CONSIGNE 1
Recopiez fidèlement le passage du récit sur la lutte contre les expulsions à Paris compris entre « Cette histoire vraie » et « forme d’actions directes. », ces deux extraits inclus.
CONSIGNE 2
D'après le récit sur la lutte contre les expulsions à Paris, à quelle date et à quelle heure se situe la scène de l'hôtel Ibis de l'aéroport Charles de Gaulle ?
CONSIGNE 3
Poursuivez le récit sur la lutte contre les expulsions à Paris en enchaînant directement après sa dernière phrase.

TEXTE DE LECTURE
----

Ce récit reprend là où le précédent article sur le Collectif contre les expulsions s’est arrêté, en relatant des scènes du mouvement contre les expulsions à Paris à la fin des années 1990.
Alors que Donald Trump cherche à consacrer 45 milliards de dollars à l’expansion d’un système de goulag pour détention d’immigrés aux États-Unis, il est crucial d’apprendre comment les habitants d’autres pays ont résisté à la violence de l’État contre les sans-papiers dans un passé récent.
Cette histoire vraie est adaptée des mémoires à paraître dans Another War Is Possible (Une autre guerre est possible), un récit du mouvement mondial contre le fascisme et le capitalisme au tournant du siècle. Vous pouvez suivre l’auteur ici.
Le Collectif Anti-Expulsions a explicitement indiqué que notre soutien aux sans-papiers est intrinsèquement lié à nos principes anarchistes. Nous avons souligné que nos intérêts étaient liés aux leurs dans notre désir d’abolir les états et les frontières, de mettre fin à l’exploitation capitaliste du travail, pour la liberté et l’autonomie des êtres humains. En même temps, nous avons travaillé main dans la main avec les collectifs de sans-papiers qui étaient largement autonomes par rapport aux structures des partis ou des ONG et qui accueillaient très favorablement la solidarité sous la forme d’actions directes.

Hôtel Ibis de l’aéroport Charles de Gaulle, 23 janvier 1999, midi
L’hôtel Ibis de l’aéroport Charles de Gaulle à Paris est à peu près ce que l’on attend d’un hôtel deux ou trois étoiles, accolé à un aéroport. Extérieur terne et architecture de bureau peu spectaculaire, intérieur composé d’hommes d’affaires à l’air maussade et de familles stressées stéréotypées avec 2 ou 3 enfants qui courent dans le hall. Le hall est la seule et unique particularité architecturale de l’établissement. Il s’agit d’une structure de plain-pied avec un toit plat qui relie les bâtiments beaucoup plus hauts où se trouvent les chambres d’hôtel.

----

MATÉRIEL RÉPERTORIÉ
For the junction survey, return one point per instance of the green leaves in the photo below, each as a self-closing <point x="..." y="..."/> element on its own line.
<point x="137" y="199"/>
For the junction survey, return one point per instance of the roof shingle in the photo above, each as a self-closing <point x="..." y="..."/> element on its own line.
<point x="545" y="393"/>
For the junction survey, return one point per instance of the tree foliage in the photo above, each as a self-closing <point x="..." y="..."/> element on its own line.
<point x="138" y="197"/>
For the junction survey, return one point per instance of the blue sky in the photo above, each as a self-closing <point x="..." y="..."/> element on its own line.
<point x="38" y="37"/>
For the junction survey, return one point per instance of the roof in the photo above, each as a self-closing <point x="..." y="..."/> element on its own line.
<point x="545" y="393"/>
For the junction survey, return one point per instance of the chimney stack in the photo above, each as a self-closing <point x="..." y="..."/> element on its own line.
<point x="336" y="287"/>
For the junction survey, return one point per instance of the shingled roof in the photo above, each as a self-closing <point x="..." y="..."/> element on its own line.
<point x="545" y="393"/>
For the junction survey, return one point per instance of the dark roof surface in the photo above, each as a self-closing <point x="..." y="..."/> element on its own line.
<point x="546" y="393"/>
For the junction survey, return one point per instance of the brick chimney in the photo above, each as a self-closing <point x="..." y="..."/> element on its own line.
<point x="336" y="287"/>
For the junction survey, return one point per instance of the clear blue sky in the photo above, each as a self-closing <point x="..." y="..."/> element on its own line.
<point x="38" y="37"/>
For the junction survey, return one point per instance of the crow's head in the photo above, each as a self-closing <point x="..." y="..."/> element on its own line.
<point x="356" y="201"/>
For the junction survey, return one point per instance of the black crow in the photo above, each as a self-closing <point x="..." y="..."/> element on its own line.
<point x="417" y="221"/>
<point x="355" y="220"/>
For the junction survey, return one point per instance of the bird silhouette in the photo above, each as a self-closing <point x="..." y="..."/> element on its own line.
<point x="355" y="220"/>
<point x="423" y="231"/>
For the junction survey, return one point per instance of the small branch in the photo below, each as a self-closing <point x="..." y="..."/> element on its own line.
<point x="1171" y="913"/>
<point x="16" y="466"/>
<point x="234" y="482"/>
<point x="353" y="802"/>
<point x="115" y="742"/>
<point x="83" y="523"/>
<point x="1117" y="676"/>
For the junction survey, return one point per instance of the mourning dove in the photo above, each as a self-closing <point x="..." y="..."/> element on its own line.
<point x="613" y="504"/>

----

RÉSULTAT OBTENU 1
Cette histoire vraie est adaptée des mémoires à paraître dans Another War Is Possible (Une autre guerre est possible), un récit du mouvement mondial contre le fascisme et le capitalisme au tournant du siècle. Vous pouvez suivre l’auteur ici.
Le Collectif Anti-Expulsions a explicitement indiqué que notre soutien aux sans-papiers est intrinsèquement lié à nos principes anarchistes. Nous avons souligné que nos intérêts étaient liés aux leurs dans notre désir d’abolir les états et les frontières, de mettre fin à l’exploitation capitaliste du travail, pour la liberté et l’autonomie des êtres humains. En même temps, nous avons travaillé main dans la main avec les collectifs de sans-papiers qui étaient largement autonomes par rapport aux structures des partis ou des ONG et qui accueillaient très favorablement la solidarité sous la forme d’actions directes.

RÉSULTAT OBTENU 2
Le 23 janvier 1999, à midi.

RÉSULTAT OBTENU 3
Ce qui rend cet hôtel unique se trouve à l’intérieur. Et c’est ce qui s’y trouve qui fait la raison pour laquelle deux cents personnes s’apprêtent à franchir les portes principales, à accéder à l’une des tours (avec l’aide d’un camarade entré incognito pour tenir ouverte une porte d’accès stratégiquement importante), à monter les escaliers, à briser une fenêtre et à prendre le contrôle du toit qui surplombe le hall d’entrée.
Ce qui rend cet hôtel unique, c’est qu’il témoigne de la nature banale de l’oppression dans la société de consommation capitaliste. Dans cet hôtel, à côté de l’agitation des hommes d’affaires et de la joie des familles européennes blanches en vacances, il y a le désespoir d’autres êtres humains qui sont retenus ici contre leur volonté.
Une aile entière de cet hôtel Ibis est une prison, où les sans-papiers sont détenus avant leur expulsion définitive dans un avion d’Air Afrique ou d’Air France. Une prison rendue possible par la collaboration du groupe hôtelier Accor avec l’appareil d’expulsion de l’Etat français.
Alors que nous nous déployons sur le toit du premier étage par la fenêtre brisée, quelques camarades déploient une grande banderole « Stop aux expulsions » et l’accrochent sur la façade du bâtiment, recouvrant le logo Ibis, sous les applaudissements nourris des quelques dizaines de sympathisants restés à l’extérieur du bâtiment. Sophie et moi parvenons à nous hisser sur le toit, où nous faisons une découverte déterminante. La prison - ou « zone d’attente », comme le gouvernement socialiste prétendument soucieux des droits de l’homme préfère l’appeler - se trouve apparemment au même étage, juste en face de l’endroit où nous sommes entrées sur le toit ! Nous pouvons distinguer à travers les fenêtres des ombres de personnes qui lancent des signes de paix. Nous les voyons frapper sur les fenêtres.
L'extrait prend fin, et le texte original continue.